→ **GOALS**
- A) In the biography of Ibrahim Mogra, rewrite the paragraph beginning "In April 2013, Mogra took part" as a shorter version that keeps its main facts.
- B) Carry the biography of Ibrahim Mogra forward, picking up after its final sentence.

→ **TEXT SECTION**
===
Ibrahim Mogra is an imam from Leicester and former Assistant Secretary General of the Muslim Council of Britain.

Early life 
Mogra was born in 1965 into a family of Gujarati Indian origin and emigrated to the UK at the age of 18 to study and settle. He was educated at Darul Uloom Bury, Holcombe, Greater Manchester; Al-Azhar University, Cairo; and the School of Oriental and African Studies, London. He is the founder and Principal of Khazinatul-'Ilm, Madaris of Arabic and Muslim Life Studies, in Leicester.

Career
In 2000, he contributed to BBC Radio 2's Faith in The Nation examination of the afterlife amongst the main religious faiths. He has been a panelist on The Big Questions, a faith and ethics television programme broadcast live on BBC One.

He has contributed to and written for The Guardian.

In 2018, Mogra served on a panel of judges for the '21 for 21' interfaith awards, a collaborative project by The Jewish News, The Church Times and British Muslim TV.

Views

British Muslims and interfaith relations 
Mogra believes that for British Muslims "our loyalty to Britain must be unquestionable".

Mogra has been a representative for Jewish-Muslim relations appreciating the similarities of communities governed by a code of law and ethics (Torah and Qur'an) and religious festivals and holy days. Asked to choose a favourite film for The Clerics' Choice in The Daily Telegraph, Mogra picked The Message, explaining that "you see through the eyes of the camera, as the Messenger would have seen it".

He has worked closely with Abu Eesa Niamatullah, Strategic Director of the 1st Ethical Charitable Trust.

Mogra has also been an active supporter of the Armed Forces Muslim Association, appearing as a guest speaker and providing spiritual advice to Muslims serving in the British Military.

Grooming scandals 
In April 2013, Mogra took part in an interview on BBC Radio 4, condemning the men at the centre of the Rochdale sex trafficking scandal. He said that sexual grooming of non-Muslim girls by Muslim gangs was an abhorrent behaviour that was unacceptable regardless of race or religion. He expressed that as some of the perpetrators happened to be from a Muslim background, it was the duty of the entire Muslim community to condemn their actions. However he also cautioned that the paedophile scandal should be seen purely as criminal behaviour, warning that using labels of race and religion could "drive the problem deeper underground". Mogra also said that the Muslim Council was also working with different groups such as the National Society for the Prevention of Cruelty to Children, police and other Muslim groups to speak out against such crimes and assist in tackling the problem.
===
→ **DATASET RECORDS**
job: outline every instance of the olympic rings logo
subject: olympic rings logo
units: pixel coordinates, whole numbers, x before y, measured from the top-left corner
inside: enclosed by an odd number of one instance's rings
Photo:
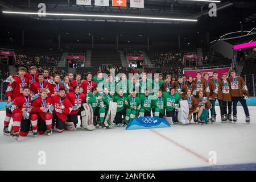
[[[151,123],[153,122],[154,118],[150,117],[150,118],[143,118],[142,121],[144,122],[146,124],[147,123]]]

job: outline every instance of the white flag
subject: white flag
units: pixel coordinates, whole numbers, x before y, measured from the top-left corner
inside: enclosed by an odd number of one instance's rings
[[[92,0],[76,0],[77,5],[92,5]]]
[[[144,8],[144,0],[130,0],[131,7]]]
[[[95,6],[109,6],[109,0],[95,0]]]

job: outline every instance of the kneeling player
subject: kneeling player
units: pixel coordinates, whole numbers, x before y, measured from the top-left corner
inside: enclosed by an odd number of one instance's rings
[[[70,101],[65,97],[65,89],[60,88],[58,94],[53,97],[54,111],[53,123],[56,125],[54,130],[57,133],[62,133],[65,127],[65,122],[68,114],[73,110]]]
[[[68,122],[73,122],[75,127],[76,128],[78,123],[77,117],[82,115],[81,112],[84,110],[84,107],[82,107],[82,104],[85,102],[85,96],[84,93],[80,92],[80,88],[79,85],[75,85],[73,88],[75,92],[69,92],[66,96],[73,105],[73,110],[67,115],[67,117]]]
[[[30,88],[28,86],[25,85],[22,89],[23,95],[16,97],[11,107],[13,113],[13,137],[16,140],[18,140],[19,135],[27,136],[30,127],[29,113],[31,111],[31,100],[30,97]]]
[[[37,135],[38,130],[40,135],[46,131],[48,135],[52,133],[53,101],[50,97],[47,97],[48,92],[47,89],[42,89],[41,97],[36,98],[32,104],[30,119],[35,136]]]

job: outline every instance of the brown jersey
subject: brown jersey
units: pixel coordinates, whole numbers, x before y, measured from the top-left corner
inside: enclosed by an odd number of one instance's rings
[[[232,97],[249,96],[249,91],[243,78],[241,77],[228,78],[230,81],[231,96]]]
[[[191,96],[190,97],[187,95],[183,96],[182,100],[184,101],[188,101],[189,114],[192,113],[197,107],[199,107],[199,102],[198,99],[193,96]]]
[[[221,89],[222,82],[220,78],[217,78],[217,80],[210,79],[211,81],[213,82],[213,84],[215,86],[215,89],[213,90],[213,93],[214,94],[215,98],[218,100],[222,100],[222,91]]]
[[[229,80],[227,80],[225,82],[222,81],[221,86],[222,100],[224,101],[231,102],[232,101],[232,98],[231,96],[230,81]]]

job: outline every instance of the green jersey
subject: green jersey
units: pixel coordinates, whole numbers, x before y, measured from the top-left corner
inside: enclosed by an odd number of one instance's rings
[[[171,96],[170,93],[164,92],[163,94],[164,98],[165,107],[166,111],[171,111],[175,107],[175,104],[179,104],[180,95],[175,93],[174,96]]]
[[[97,88],[98,88],[98,93],[103,93],[103,89],[104,89],[105,78],[102,78],[101,80],[99,80],[97,77],[93,77],[92,78],[92,80],[95,81],[97,83]]]
[[[139,109],[141,109],[141,98],[136,97],[135,98],[133,96],[129,96],[127,97],[128,100],[128,108],[131,110],[136,110],[137,114],[139,113]]]
[[[139,96],[139,98],[141,100],[141,108],[150,111],[152,107],[151,96],[146,96],[145,95],[141,95]]]
[[[164,98],[163,96],[152,101],[152,108],[155,109],[156,107],[159,107],[161,113],[164,115]]]
[[[127,98],[126,97],[120,97],[118,96],[115,96],[113,98],[113,101],[117,102],[117,112],[119,112],[124,109],[126,106],[125,104],[125,101],[127,101]]]
[[[103,104],[105,108],[108,109],[109,106],[109,102],[113,101],[113,97],[110,94],[104,94],[102,97]]]

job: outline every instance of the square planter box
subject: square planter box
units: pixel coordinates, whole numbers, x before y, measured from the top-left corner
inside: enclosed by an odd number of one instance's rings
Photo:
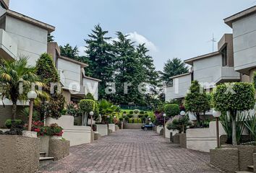
[[[35,172],[39,167],[40,139],[0,136],[0,170],[5,173]]]

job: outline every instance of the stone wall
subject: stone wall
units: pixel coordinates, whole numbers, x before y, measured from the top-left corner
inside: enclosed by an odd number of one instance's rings
[[[248,166],[253,165],[253,154],[256,152],[254,146],[222,146],[223,148],[237,148],[239,154],[239,167],[240,171],[247,171]]]
[[[49,156],[54,157],[54,161],[60,160],[69,155],[70,142],[51,139],[49,144]]]
[[[104,124],[97,124],[97,130],[101,136],[108,136],[108,125]]]
[[[187,148],[187,136],[186,133],[180,133],[179,135],[179,145],[182,148]]]
[[[21,116],[20,112],[23,110],[23,106],[17,106],[17,120],[22,120],[24,122],[27,122],[27,117],[24,116]],[[4,127],[4,123],[7,120],[10,120],[12,118],[12,106],[6,105],[5,107],[4,106],[0,105],[0,128]]]
[[[124,129],[141,129],[141,127],[143,125],[142,123],[137,123],[137,124],[124,124]]]
[[[35,172],[39,167],[39,138],[0,136],[0,172]]]
[[[229,173],[239,170],[237,148],[210,149],[210,164]]]

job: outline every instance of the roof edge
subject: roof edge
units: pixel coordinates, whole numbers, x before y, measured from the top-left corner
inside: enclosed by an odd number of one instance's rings
[[[40,22],[39,20],[35,19],[32,17],[27,17],[26,15],[24,15],[21,13],[10,10],[10,9],[7,9],[7,12],[5,13],[6,15],[9,15],[11,17],[17,18],[19,19],[23,20],[25,22],[27,22],[28,23],[30,24],[33,24],[38,27],[42,27],[43,29],[46,29],[48,30],[48,34],[55,31],[55,27],[46,24],[45,22]]]

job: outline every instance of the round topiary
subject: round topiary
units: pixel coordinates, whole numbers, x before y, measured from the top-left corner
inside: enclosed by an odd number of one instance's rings
[[[174,117],[179,114],[179,106],[176,104],[168,104],[164,106],[164,111],[167,116]]]

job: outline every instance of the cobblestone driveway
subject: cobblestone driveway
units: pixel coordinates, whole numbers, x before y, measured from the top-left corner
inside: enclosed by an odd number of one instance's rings
[[[91,144],[71,148],[70,155],[42,172],[219,172],[208,154],[171,144],[153,131],[123,130]]]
===
→ **SET OF ANSWERS**
- A) In April 2013, Mogra condemned the men behind the Rochdale sex trafficking scandal in a BBC Radio 4 interview. He called the grooming of non-Muslim girls by Muslim gangs abhorrent and unacceptable whatever the race or religion. Because some perpetrators came from a Muslim background, he said the whole Muslim community had a duty to condemn them. He also warned that the scandal should be treated purely as crime, since labels of race and religion could "drive the problem deeper underground." He added that the Muslim Council was working with the NSPCC, the police and other Muslim groups to speak out against such crimes and help tackle the problem.

- B)
Boris Johnson and the niqab 
In 2018, responding to comments on the niqab by then Foreign Secretary Boris Johnson, Mogra criticised Johnson's choice of words, describing them as "insensitive." He added that Muslim women "have already been victims of violence on our streets," and that using such offensive language would make their situation worse. He also said that Muslims were "not against criticism of the faith," but that there are more important topics that affect Muslim communities, for which debate should be prioritised over what Muslim women may or may not wear.

Honours and achievements
In 2016, he was awarded the Hubert Walter Award for Reconciliation and Interfaith Cooperation by the Archbishop of Canterbury "for his sustained contribution to understanding between the Abrahamic faiths".

In January 2016 he was awarded an honorary Doctor of Letters by De Montfort University in recognition of his interfaith work and "the work he has done to build bridges between communities across the country and globally." Mogra said that he was "humbled and honoured" by the accolade.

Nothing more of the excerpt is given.